Проект инженера Н.Е. Родионова

 

Наверное, ни один из проектов отечественных кораблей не создавался в столь сложной обстановке и не вызывал такого резкого столкновения мнений, как это произошло с проектом "Рюрика". Причин тому было достаточно много. Это и специфические особенности отечественного крейсеростроения, тре­бовавшие отдавать в проекте корабля (из-за отсут­ствия баз в океанах) предпочтение дальности плава­ния в ущерб другим характеристикам (скорости, вооружению, бронированию), и высокие качества английских аналогов, с которыми должен был сопер­ничать новый корабль, и углублявшийся кризис крей­серской доктрины, вызывавший немалые сомнения в эффективности действий крейсеров.

> Задания:
• A. Воспроизведите фрагмент текста о проекте «Рюрика», начиная с «Проект инженера Н.Е.» и заканчивая «эффективности действий крейсеров.».
• B. Определите, согласуются ли с текстом о проекте «Рюрика» следующие утверждения: (i) проект «Рюрика» вызвал резкое столкновение мнений; (ii) в отечественном крейсеростроении скорости отдавали предпочтение в ущерб дальности плавания; (iii) кризис крейсерской доктрины вызывал сомнения в эффективности действий крейсеров. Для каждого ответьте «да» или «нет» и приведите решающие слова текста в точной цитате.
• C. Продолжите текст о проекте «Рюрика» после его последнего предложения.

> Перечень данных:

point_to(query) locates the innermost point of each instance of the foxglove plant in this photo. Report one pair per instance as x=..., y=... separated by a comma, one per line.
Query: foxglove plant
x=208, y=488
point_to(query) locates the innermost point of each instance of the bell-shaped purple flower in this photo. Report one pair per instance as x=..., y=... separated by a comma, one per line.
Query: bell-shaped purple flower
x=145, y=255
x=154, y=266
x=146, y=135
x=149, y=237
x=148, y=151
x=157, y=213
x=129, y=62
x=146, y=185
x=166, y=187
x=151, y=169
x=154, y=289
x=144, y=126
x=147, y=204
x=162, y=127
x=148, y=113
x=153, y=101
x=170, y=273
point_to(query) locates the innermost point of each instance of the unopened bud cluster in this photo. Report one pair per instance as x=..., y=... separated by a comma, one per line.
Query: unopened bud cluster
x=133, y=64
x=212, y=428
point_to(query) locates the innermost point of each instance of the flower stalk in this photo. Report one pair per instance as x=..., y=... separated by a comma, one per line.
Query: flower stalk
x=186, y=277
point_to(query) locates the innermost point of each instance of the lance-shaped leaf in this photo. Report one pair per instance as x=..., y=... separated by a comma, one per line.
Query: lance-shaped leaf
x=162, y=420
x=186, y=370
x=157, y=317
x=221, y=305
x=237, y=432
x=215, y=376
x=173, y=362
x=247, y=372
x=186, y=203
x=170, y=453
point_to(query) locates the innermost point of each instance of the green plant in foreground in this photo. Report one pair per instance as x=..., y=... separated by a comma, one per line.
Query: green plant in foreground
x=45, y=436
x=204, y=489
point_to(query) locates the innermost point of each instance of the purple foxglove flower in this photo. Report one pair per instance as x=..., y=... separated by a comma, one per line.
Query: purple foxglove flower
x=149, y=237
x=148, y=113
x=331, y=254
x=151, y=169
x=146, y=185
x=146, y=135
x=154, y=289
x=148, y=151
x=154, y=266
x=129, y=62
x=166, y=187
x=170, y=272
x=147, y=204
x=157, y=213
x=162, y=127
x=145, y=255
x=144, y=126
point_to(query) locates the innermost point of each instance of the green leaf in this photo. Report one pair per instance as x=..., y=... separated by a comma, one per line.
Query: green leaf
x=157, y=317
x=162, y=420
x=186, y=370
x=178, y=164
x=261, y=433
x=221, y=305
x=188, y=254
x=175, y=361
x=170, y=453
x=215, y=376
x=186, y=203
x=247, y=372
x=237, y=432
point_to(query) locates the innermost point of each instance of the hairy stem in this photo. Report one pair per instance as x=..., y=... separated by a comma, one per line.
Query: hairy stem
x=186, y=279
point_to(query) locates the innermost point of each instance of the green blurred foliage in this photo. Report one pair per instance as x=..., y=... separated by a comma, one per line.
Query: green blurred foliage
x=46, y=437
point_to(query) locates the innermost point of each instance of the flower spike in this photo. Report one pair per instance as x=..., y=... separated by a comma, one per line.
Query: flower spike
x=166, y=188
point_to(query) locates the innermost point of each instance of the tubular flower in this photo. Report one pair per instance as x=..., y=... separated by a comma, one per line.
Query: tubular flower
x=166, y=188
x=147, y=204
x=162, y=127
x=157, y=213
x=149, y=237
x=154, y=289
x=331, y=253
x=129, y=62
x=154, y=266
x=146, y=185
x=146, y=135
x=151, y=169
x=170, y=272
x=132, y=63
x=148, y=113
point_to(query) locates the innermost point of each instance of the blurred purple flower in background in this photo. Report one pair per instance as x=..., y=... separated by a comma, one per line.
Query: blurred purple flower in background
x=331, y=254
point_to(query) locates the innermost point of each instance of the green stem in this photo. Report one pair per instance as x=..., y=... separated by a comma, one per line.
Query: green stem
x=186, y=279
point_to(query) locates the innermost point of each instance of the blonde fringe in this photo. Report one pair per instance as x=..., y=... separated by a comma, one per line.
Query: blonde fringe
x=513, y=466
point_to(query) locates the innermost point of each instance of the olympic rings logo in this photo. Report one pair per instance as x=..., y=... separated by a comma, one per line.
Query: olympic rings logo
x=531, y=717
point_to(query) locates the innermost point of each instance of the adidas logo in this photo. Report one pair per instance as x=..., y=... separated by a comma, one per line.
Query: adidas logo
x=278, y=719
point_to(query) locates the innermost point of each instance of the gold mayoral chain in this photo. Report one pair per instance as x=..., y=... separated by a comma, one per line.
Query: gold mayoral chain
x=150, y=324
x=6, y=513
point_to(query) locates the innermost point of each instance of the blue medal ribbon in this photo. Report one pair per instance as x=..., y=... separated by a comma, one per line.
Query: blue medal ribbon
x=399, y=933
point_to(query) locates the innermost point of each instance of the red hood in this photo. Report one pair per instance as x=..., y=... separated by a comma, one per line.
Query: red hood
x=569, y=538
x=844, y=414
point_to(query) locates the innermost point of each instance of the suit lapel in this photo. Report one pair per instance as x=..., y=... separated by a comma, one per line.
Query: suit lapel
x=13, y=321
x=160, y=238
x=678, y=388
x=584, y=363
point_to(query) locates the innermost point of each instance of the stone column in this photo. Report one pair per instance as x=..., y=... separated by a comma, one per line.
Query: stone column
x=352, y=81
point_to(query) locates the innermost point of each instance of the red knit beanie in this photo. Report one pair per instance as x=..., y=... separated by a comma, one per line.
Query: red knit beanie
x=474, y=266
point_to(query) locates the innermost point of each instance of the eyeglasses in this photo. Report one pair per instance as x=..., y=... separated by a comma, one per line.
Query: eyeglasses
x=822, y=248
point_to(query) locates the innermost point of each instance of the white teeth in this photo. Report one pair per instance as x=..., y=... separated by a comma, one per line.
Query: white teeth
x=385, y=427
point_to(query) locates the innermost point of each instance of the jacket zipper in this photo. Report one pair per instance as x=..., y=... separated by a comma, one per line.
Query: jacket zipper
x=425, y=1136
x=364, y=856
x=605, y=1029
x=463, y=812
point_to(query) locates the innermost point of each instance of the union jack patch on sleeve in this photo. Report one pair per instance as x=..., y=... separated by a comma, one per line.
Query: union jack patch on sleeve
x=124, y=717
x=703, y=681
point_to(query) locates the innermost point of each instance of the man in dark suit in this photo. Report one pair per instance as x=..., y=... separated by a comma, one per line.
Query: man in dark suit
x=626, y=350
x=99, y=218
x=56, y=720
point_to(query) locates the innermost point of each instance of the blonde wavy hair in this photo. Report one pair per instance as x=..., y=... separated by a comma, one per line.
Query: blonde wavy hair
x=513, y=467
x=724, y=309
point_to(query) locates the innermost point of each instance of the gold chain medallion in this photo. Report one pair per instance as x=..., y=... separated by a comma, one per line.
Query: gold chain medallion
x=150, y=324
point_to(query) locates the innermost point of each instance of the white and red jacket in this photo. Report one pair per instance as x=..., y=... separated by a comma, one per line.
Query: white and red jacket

> Ответы к заданиям:
• A.
Проект инженера Н.Е. Родионова

 

Наверное, ни один из проектов отечественных кораблей не создавался в столь сложной обстановке и не вызывал такого резкого столкновения мнений, как это произошло с проектом "Рюрика". Причин тому было достаточно много. Это и специфические особенности отечественного крейсеростроения, тре­бовавшие отдавать в проекте корабля (из-за отсут­ствия баз в океанах) предпочтение дальности плава­ния в ущерб другим характеристикам (скорости, вооружению, бронированию), и высокие качества английских аналогов, с которыми должен был сопер­ничать новый корабль, и углублявшийся кризис крей­серской доктрины, вызывавший немалые сомнения в эффективности действий крейсеров.

• B.
(i) Да: «не вызывал такого резкого столкновения мнений, как это произошло с проектом "Рюрика"».
(ii) Нет: «предпочтение дальности» и «в ущерб другим характеристикам (скорости, вооружению, бронированию)».
(iii) Да: «вызывавший немалые сомнения в эффективности действий крейсеров».

• C.
Все это усугублялось обстановкой политичес­кой реакции с сопутствовавшими ей борьбой амби­ций и формализмом и, наконец, технико-экономичес­кой отсталостью царской России. Эта отсталость проявлялась как чисто технически — в слабом разви­тии главнейших отраслей производства (частных предприятий военного кораблестроения в России вообще не было, дороговизне и низких параметрах из­делий, задержках сроков поставок, отчего и прихо­дилось делать заказы за границей, так и в идейном плане — вызывая, с одной стороны, преувеличенное, без должной критики, внимание к учениям иностран­ных школ, а с другой — реакцию своего рода славя­нофильского пренебрежения и высокомерия в отно­шении к передовому зарубежному опыту.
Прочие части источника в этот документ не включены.